___ Extracted text
A farce beyond satire.

At one point today the Guardian website had the row over "Sachsgate" or whatever completely unoriginal, moronic and false name you want to give this putrid manufactured scandal as its top story. Beneath it, two stories down, was the obviously less important fact that only 200 or so people had died in an earthquake in Pakistan. The contrast and lack of perspective really does say it all; even now the BBC, perhaps understandably, has Brand's resignation as its top story, whilst below it are the irrelevant bursts that Alistair Darling is set to relax the fiscal rules and that Debby Purdy has failed in her attempt to get the Crown Prosecution Service to reveal its thinking over assisted suicide in a foreign country.

Make no bones about it, the events of today have been beyond even our finest satirists. The only people who emerge from it with anything approaching dignity are, bizarrely, Brand for sacrificing himself because he realised he was just a fig-leaf for attacking the BBC, and Andrew Sachs for being magnanimous and as understated as you would perhaps expect. Jonathan Ross emerges looking as aloof as ever, issuing an apology through his solicitors; Georgina Baillie, erstwhile member of the "Satanic Sluts", rails against the "sicko" that she slept with, a cheque bulging in her pocket; the media as a whole looks ever more insular and self-regarding, and moreover smugly happy with itself for leading a witch-hunt that has resulted in just what it wanted, a BBC weakened and emasculated; and the BBC is left with no one to blame but itself.

To start back at something resembling the beginning, it must be pointed out that Brand and Ross did cross a line; regardless of whether Sachs was appearing on the show or not and then couldn't make it, informing a man down the phone that Brand had "fucked" his granddaughter is unacceptable, again, even when you consider that Baillie is hardly the shrinking violet that she wishes to portray herself as. This though is where it starts to get curious: according to the Guardian, Sachs was asked whether the show could be broadcast as it was, and he said yes, as long as it was toned down. We don't know whether it was or not, but it appears that Sachs either didn't listen to the show or the messages until informed by a MoS hack who contacted him on the following Wednesday for a comment. This set in train the complaint and the subsequent storm which has followed. While some of the show went beyond a line, parts of it also were undeniably funny, and I'm no fan of either man. Also to be remembered is that just two people complained after the show at this point, and that was about the swearing. There also was a warning before it went out about the language, but considering it was on past the watershed this should be a moot point in any event.
______
Written request 1: Retype the Sachsgate commentary from "At one point" up to and including "a foreign country.".
Written request 2: Extend the Sachsgate commentary with new text that follows on from its final sentence.
___ Dataset content
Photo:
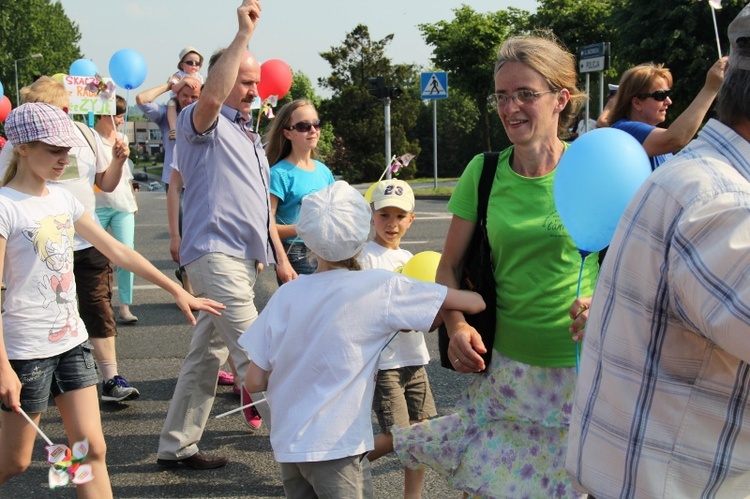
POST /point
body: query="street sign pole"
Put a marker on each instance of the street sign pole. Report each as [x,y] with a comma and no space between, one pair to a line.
[434,142]
[434,86]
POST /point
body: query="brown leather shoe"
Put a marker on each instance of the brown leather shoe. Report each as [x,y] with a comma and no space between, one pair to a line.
[198,461]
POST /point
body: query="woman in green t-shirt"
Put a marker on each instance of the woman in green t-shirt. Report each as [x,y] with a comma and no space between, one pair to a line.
[507,438]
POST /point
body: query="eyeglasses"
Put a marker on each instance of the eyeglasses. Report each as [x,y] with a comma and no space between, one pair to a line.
[659,95]
[519,97]
[305,126]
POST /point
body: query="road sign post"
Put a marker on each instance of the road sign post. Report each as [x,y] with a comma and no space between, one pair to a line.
[434,86]
[594,58]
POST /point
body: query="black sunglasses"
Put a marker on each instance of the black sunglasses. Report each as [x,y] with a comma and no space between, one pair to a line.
[659,95]
[305,126]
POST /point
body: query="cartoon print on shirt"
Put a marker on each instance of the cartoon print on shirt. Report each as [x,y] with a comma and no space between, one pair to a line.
[52,239]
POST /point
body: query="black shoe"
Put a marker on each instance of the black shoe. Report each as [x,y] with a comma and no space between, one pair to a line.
[198,461]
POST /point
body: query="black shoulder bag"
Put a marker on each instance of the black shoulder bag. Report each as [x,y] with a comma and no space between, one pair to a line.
[478,272]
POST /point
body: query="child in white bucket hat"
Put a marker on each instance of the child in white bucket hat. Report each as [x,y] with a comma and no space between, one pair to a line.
[45,349]
[315,347]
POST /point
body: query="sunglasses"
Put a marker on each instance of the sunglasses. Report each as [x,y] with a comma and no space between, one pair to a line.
[305,126]
[659,95]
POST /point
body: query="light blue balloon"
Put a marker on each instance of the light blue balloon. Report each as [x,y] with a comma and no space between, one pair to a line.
[127,68]
[595,180]
[83,67]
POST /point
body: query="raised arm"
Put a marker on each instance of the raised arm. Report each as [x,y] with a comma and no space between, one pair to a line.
[223,74]
[683,129]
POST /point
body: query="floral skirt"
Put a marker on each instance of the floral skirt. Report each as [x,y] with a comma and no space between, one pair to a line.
[507,438]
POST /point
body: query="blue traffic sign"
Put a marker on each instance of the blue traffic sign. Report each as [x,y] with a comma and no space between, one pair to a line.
[434,85]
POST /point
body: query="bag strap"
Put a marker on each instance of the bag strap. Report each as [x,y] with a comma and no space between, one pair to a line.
[88,134]
[485,185]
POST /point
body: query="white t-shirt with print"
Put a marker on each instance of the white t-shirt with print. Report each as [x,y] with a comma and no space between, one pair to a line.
[40,316]
[320,336]
[406,349]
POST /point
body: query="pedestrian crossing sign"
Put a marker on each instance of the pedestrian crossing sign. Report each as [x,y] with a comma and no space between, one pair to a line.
[434,85]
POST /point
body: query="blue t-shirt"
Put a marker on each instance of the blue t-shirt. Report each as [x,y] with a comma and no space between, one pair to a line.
[290,184]
[640,131]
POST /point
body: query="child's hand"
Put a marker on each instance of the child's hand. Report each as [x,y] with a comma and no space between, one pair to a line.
[187,302]
[10,388]
[120,150]
[465,348]
[579,312]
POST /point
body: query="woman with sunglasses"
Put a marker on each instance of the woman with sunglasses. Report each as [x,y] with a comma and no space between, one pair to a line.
[642,100]
[292,151]
[507,436]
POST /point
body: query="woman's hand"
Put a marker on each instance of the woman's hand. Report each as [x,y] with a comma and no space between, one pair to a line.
[579,312]
[187,303]
[465,348]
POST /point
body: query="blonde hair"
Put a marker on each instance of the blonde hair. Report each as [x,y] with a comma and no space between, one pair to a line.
[12,169]
[543,53]
[46,90]
[279,147]
[634,82]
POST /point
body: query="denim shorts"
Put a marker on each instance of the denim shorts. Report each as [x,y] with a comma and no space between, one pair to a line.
[54,376]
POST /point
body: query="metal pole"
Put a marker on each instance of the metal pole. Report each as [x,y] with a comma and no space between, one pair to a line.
[586,118]
[387,102]
[434,141]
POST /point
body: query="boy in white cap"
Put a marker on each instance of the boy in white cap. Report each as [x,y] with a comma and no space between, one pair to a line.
[189,73]
[402,391]
[316,345]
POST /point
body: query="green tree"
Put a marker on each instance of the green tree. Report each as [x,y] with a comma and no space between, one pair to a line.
[35,26]
[356,116]
[578,23]
[678,33]
[466,48]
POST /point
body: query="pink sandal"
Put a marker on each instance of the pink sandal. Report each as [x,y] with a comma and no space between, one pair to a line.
[225,378]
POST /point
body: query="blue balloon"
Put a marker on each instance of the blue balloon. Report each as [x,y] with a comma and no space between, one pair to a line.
[83,67]
[595,180]
[127,68]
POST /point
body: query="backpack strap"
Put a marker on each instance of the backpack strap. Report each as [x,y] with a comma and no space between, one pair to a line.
[88,134]
[485,185]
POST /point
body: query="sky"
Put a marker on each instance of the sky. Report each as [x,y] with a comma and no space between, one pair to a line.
[294,31]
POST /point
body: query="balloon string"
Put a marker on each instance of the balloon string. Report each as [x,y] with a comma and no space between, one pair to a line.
[584,254]
[716,29]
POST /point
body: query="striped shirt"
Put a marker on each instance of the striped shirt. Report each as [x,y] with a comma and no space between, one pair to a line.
[661,406]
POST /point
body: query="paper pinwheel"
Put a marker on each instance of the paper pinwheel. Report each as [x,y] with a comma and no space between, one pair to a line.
[67,466]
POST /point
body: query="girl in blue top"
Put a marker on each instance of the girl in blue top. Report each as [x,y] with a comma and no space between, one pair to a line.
[292,152]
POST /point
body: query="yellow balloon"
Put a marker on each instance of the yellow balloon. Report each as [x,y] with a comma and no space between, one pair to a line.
[368,194]
[422,266]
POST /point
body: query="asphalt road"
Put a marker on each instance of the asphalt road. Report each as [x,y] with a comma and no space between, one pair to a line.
[150,354]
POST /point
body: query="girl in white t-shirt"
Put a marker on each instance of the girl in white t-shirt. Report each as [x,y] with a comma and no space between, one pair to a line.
[315,347]
[44,348]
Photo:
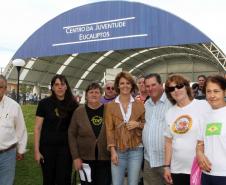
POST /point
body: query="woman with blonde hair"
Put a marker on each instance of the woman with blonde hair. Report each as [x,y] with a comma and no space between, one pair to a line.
[124,118]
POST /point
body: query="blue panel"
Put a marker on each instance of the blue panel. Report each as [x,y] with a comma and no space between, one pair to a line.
[111,25]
______
Task output 1:
At one point today the Guardian website had the row over "Sachsgate" or whatever completely unoriginal, moronic and false name you want to give this putrid manufactured scandal as its top story. Beneath it, two stories down, was the obviously less important fact that only 200 or so people had died in an earthquake in Pakistan. The contrast and lack of perspective really does say it all; even now the BBC, perhaps understandably, has Brand's resignation as its top story, whilst below it are the irrelevant bursts that Alistair Darling is set to relax the fiscal rules and that Debby Purdy has failed in her attempt to get the Crown Prosecution Service to reveal its thinking over assisted suicide in a foreign country.

Task output 2:
At most, what should have happened is that all involved should have been raked over the coals. Mark Thompson, rather than suspending the men or setting up kangaroo courts involving the BBC Trust should have repeated the profuse apologies, said that Brand and Ross would be given a formal last warning over their conduct, perhaps hinting their salaries would be cut as a result, and that the systems involved in broadcasting such material would be examined and overhauled if necessary. That would, I should imagine, have satisfied most reasonable people, without going in for empty self-flagellation and being completely craven to the demands of the gutter press and its owners which are the most despicable hypocrites as well as having commercial interest in the BBC facing further brickbats over its content. As soon as he suspended both however there was only one outcome, and that was one or both of them resigning, having apparently lost the confidence of the director general.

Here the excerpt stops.